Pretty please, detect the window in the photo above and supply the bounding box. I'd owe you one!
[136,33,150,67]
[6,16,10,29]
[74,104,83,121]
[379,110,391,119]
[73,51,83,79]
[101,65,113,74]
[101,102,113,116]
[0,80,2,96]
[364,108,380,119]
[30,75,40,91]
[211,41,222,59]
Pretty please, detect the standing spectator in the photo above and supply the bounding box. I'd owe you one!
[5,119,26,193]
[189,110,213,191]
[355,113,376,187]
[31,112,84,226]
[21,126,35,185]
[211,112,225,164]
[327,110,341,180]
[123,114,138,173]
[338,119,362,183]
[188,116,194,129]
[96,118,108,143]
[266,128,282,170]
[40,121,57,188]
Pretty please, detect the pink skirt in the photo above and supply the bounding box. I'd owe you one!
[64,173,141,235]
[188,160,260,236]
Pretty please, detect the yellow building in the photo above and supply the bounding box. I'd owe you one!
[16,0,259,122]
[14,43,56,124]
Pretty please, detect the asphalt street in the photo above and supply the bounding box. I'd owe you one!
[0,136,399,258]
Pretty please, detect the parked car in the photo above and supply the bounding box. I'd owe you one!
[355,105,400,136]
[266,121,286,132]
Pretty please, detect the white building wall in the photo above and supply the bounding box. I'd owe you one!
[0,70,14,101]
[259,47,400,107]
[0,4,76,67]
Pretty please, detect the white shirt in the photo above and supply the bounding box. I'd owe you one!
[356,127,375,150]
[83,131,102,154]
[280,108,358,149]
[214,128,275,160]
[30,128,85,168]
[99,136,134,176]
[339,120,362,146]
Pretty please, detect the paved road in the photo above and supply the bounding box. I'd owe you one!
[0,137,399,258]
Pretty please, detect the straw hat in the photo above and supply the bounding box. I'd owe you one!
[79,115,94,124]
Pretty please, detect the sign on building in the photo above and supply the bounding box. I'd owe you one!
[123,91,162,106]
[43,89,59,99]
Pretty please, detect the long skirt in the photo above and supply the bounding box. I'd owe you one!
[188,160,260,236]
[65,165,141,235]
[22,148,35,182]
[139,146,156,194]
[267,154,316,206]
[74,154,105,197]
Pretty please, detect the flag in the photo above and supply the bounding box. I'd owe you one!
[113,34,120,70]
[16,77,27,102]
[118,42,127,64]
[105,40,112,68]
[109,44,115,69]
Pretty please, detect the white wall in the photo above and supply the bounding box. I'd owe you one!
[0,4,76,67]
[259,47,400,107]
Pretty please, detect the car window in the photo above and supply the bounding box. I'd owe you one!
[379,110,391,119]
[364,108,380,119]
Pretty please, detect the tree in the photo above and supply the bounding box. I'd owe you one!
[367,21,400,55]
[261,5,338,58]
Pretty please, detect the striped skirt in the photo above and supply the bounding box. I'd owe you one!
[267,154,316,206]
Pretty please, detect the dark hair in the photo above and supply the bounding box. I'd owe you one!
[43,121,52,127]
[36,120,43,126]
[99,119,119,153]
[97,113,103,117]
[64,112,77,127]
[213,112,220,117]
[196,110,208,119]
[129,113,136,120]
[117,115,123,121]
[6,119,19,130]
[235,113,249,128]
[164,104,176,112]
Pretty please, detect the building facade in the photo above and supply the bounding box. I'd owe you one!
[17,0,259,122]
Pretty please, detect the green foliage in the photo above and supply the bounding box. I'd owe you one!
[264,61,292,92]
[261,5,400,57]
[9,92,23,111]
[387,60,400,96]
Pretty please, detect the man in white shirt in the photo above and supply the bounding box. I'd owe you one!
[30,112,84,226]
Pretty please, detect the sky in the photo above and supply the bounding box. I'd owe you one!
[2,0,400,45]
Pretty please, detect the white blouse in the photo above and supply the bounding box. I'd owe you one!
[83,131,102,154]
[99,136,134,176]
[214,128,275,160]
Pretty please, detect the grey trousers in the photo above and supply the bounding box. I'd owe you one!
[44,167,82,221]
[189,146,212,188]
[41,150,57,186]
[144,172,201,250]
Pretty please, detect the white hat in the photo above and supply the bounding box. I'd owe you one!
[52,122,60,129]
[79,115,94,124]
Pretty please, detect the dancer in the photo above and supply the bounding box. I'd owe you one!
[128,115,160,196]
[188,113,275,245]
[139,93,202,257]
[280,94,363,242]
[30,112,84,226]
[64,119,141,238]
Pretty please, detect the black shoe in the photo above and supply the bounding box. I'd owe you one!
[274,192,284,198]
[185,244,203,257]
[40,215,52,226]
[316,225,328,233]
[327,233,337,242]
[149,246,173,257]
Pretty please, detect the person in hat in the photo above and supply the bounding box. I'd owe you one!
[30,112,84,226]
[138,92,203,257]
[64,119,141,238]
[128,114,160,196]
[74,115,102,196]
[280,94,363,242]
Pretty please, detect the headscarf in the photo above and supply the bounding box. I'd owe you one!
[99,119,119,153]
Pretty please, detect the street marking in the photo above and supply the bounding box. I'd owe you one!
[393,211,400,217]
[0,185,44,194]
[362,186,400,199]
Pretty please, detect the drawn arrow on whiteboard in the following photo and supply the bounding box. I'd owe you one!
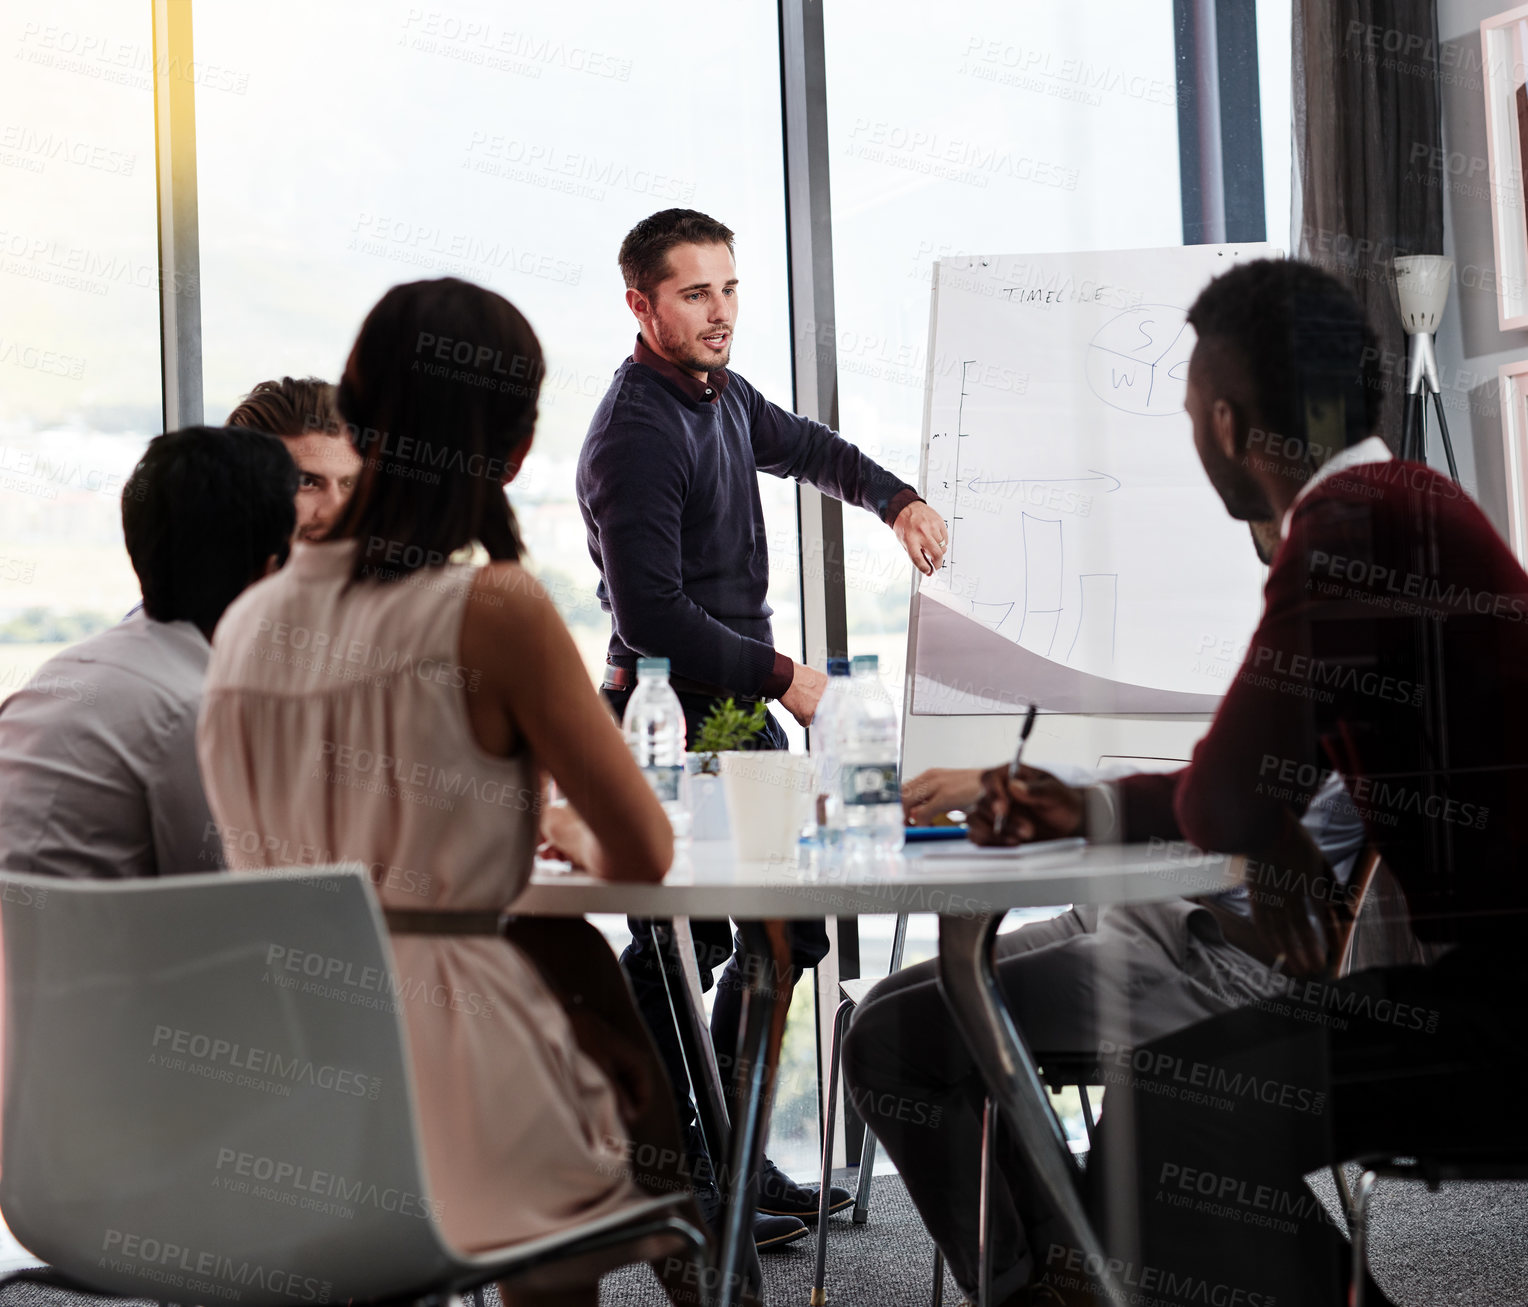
[965,470,1122,494]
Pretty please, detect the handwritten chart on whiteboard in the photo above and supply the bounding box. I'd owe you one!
[910,245,1272,715]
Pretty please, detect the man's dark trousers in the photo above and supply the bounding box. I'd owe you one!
[1073,947,1528,1305]
[603,685,831,1139]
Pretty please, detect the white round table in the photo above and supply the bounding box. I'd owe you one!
[514,839,1237,1307]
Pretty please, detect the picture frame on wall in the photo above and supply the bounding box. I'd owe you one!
[1481,7,1528,330]
[1498,359,1528,562]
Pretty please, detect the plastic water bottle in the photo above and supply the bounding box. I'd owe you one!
[840,655,904,857]
[622,658,691,840]
[809,658,853,853]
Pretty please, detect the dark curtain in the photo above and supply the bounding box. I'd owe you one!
[1295,0,1445,451]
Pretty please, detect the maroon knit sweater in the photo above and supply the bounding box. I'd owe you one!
[1116,460,1528,946]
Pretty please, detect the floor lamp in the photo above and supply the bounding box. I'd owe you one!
[1393,255,1460,481]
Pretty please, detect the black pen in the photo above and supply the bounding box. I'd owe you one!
[1008,703,1039,781]
[997,704,1039,837]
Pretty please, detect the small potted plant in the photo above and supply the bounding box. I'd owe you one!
[686,698,769,839]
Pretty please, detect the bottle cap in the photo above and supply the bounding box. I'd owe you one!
[827,657,851,676]
[636,657,671,677]
[851,654,879,673]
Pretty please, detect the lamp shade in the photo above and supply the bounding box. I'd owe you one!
[1393,256,1454,334]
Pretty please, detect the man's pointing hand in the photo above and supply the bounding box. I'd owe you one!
[893,500,948,576]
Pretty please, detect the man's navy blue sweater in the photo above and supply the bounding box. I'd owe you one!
[576,337,919,698]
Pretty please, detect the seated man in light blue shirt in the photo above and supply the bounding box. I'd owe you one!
[0,426,298,878]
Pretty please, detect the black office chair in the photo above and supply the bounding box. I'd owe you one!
[1325,847,1382,1217]
[1320,849,1528,1304]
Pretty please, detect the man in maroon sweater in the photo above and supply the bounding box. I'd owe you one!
[953,260,1528,1304]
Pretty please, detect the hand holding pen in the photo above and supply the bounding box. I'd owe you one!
[998,704,1038,837]
[967,705,1087,846]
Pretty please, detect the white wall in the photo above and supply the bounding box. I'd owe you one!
[1432,0,1528,532]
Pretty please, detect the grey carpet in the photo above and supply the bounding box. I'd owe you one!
[0,1171,1523,1305]
[596,1170,1528,1305]
[1309,1169,1528,1306]
[600,1170,963,1307]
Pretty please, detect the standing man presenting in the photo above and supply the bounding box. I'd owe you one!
[577,208,946,1247]
[579,208,945,737]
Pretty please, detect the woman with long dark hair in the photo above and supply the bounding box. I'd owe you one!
[198,278,705,1307]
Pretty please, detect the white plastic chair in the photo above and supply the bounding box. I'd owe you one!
[0,867,705,1307]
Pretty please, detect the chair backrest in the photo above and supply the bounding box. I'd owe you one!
[0,867,458,1306]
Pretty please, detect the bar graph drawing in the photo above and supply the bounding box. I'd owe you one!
[1066,573,1119,672]
[1015,514,1063,657]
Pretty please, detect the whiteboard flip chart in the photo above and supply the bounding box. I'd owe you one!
[910,245,1274,715]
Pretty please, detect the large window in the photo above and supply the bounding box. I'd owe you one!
[1259,1,1294,252]
[824,0,1293,712]
[193,0,803,692]
[824,0,1185,696]
[0,2,162,695]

■ Task statement
Having found the line that contains "Pretty please, detect the chair", set down that line and all the rest through the end of the records, exactly.

■ Problem solution
Pretty please, detect the chair backrest in the photo above and supply the bounding box. I'd owe you one!
[0,867,458,1306]
Pretty please, detect the bar graph drawing in the photo above and supply the bounding box. I'd owe you one!
[1066,573,1119,672]
[1015,514,1063,657]
Pretty please, detect the whiteboard flip chart in the photo above and supply the bounding box. I'd owe you one!
[910,245,1274,715]
Pretty please, detect the large window in the photo above and supply the bounding box. I'd owe you one!
[1259,1,1294,252]
[824,0,1293,712]
[193,0,803,692]
[824,0,1185,696]
[0,2,162,695]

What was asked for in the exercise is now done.